• **Work request**
In the data that follows, find the line containing "Exercise. Point out the framed canyon"; then quote that line and every line after it, exactly, through the last one.

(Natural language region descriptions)
# # # #
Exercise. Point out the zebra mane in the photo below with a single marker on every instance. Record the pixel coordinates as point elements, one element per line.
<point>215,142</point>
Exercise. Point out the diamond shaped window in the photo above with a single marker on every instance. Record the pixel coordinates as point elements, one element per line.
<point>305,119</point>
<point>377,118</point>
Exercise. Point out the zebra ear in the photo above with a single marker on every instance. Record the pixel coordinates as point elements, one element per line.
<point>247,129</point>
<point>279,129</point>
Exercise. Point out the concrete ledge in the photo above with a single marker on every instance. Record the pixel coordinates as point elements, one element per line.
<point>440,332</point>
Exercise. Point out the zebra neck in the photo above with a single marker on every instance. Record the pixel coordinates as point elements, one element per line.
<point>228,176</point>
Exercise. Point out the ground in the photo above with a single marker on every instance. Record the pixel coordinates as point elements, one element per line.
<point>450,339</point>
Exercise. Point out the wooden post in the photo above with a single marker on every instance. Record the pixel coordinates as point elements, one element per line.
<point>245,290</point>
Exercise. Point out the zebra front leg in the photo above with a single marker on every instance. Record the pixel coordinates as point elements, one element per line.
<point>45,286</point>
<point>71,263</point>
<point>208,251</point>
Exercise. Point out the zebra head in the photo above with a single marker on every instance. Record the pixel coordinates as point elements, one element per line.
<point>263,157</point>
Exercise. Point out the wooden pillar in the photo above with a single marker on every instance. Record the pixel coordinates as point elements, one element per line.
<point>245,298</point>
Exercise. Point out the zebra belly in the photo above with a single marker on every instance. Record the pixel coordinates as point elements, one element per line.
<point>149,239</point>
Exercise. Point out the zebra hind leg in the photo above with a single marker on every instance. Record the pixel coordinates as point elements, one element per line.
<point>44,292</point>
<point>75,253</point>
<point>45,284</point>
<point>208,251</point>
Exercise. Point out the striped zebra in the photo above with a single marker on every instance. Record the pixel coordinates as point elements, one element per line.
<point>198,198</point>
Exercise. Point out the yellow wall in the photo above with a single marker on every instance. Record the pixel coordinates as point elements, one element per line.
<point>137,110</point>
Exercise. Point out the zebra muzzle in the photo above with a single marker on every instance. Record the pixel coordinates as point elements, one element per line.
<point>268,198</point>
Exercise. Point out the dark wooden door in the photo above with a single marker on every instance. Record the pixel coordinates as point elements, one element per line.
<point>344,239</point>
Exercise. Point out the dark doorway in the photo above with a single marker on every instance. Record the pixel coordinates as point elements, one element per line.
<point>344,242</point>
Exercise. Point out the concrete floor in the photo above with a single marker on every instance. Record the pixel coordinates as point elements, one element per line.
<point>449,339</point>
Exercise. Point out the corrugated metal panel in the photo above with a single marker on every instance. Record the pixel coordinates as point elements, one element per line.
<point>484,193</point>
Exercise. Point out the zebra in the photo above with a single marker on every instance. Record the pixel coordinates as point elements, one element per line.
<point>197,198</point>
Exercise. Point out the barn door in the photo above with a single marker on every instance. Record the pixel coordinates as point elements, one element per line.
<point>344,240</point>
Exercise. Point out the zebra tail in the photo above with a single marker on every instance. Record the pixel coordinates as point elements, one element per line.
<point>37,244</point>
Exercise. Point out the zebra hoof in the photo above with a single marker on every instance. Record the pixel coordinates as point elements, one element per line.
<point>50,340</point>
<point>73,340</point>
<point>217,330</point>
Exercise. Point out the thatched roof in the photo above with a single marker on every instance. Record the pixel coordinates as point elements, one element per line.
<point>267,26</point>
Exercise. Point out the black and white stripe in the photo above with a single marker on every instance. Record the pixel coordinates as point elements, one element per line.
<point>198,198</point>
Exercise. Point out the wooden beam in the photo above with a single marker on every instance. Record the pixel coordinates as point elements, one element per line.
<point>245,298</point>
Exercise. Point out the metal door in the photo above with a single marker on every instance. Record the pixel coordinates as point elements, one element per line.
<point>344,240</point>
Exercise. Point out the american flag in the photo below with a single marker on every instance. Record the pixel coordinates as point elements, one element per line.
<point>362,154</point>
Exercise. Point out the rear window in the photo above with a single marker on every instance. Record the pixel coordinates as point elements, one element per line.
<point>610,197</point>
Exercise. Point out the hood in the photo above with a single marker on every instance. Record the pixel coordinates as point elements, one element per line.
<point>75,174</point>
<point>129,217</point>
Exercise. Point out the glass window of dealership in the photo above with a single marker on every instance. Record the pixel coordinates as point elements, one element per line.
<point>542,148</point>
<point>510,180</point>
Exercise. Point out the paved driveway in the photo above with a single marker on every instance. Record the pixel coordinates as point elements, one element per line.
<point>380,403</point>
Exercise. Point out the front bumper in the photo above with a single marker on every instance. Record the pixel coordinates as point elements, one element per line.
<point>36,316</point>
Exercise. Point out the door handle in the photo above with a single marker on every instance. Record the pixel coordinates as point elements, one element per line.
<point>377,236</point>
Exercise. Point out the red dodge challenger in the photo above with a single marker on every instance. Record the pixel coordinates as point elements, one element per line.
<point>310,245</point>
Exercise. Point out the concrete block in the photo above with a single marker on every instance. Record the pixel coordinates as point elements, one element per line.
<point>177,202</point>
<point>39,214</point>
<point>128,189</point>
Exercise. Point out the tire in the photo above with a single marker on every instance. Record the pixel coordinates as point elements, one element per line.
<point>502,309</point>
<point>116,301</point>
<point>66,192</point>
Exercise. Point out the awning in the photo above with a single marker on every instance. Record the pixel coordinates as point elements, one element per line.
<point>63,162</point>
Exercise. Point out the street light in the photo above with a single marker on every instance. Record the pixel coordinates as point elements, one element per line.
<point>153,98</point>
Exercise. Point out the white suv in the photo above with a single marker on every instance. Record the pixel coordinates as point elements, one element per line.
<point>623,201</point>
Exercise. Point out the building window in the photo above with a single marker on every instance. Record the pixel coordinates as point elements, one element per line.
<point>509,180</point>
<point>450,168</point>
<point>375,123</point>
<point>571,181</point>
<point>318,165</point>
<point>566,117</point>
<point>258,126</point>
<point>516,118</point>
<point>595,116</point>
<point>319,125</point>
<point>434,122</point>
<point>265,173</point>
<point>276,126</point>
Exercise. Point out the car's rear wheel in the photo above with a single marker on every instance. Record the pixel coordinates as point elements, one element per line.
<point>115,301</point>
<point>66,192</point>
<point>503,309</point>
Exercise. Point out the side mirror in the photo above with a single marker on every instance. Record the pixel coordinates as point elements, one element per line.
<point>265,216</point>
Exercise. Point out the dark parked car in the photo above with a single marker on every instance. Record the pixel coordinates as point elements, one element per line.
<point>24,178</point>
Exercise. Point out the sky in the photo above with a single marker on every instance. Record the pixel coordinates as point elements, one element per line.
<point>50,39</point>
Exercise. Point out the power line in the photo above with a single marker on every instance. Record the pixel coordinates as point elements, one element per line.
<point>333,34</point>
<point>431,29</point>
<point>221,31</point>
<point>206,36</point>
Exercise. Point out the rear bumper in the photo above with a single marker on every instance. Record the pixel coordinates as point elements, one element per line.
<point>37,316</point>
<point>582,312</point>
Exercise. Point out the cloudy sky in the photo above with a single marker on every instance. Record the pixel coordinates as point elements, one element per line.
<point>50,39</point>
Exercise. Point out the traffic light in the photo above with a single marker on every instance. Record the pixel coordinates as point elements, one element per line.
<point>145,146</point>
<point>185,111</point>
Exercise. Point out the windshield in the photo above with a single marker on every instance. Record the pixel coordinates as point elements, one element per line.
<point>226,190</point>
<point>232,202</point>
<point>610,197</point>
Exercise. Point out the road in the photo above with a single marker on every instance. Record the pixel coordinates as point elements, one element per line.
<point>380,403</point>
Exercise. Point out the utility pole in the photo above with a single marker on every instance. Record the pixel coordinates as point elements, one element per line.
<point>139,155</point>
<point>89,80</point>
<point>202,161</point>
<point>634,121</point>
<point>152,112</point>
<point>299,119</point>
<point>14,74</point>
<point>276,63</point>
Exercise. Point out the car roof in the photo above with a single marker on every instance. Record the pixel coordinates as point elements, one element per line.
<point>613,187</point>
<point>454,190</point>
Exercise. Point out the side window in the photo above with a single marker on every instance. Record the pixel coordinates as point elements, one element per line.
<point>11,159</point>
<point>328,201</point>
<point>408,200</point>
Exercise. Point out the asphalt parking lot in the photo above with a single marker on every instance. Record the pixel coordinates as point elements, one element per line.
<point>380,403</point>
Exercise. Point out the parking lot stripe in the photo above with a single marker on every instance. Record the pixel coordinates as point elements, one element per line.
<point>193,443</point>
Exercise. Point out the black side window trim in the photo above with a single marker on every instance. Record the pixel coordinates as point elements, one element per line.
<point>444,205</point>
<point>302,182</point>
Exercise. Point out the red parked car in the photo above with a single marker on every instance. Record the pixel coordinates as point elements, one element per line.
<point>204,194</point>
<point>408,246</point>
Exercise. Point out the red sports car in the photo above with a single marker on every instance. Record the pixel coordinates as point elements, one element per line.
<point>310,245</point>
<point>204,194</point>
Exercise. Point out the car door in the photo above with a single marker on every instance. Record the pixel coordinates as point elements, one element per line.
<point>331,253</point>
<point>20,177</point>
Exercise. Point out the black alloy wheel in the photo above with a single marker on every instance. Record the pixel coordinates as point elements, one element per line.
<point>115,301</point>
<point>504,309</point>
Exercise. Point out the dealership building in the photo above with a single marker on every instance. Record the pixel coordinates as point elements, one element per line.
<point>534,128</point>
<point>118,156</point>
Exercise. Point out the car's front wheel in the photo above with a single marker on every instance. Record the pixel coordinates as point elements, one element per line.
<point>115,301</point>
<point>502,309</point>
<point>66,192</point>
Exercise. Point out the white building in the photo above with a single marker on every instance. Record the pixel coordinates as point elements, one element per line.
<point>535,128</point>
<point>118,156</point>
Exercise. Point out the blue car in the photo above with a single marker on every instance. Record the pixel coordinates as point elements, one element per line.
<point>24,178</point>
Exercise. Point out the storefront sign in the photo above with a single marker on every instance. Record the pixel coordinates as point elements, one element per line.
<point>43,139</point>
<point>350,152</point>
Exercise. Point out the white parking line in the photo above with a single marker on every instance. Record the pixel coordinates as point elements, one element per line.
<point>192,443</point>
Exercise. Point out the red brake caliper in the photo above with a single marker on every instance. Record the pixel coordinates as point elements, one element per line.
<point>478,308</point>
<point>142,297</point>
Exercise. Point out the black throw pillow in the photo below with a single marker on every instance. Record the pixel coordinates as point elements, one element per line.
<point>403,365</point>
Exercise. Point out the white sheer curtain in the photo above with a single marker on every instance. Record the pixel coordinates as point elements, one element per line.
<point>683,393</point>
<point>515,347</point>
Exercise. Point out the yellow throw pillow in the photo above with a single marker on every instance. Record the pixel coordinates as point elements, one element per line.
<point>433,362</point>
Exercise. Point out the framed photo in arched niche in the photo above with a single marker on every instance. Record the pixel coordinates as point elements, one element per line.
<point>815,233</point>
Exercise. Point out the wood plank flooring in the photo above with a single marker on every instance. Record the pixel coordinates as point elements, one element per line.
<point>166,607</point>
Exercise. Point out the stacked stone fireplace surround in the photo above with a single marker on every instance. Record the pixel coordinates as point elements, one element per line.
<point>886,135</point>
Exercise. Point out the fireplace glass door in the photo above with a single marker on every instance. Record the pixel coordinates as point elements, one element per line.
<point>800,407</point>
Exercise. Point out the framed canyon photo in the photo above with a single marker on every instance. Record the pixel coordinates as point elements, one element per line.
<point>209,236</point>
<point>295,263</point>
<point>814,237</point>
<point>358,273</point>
# # # #
• **Result**
Exercise. Point out the framed canyon photo in the photo above with a single marker on every instance. Record the pixel coordinates as point elements, one element per line.
<point>209,236</point>
<point>295,263</point>
<point>814,237</point>
<point>358,273</point>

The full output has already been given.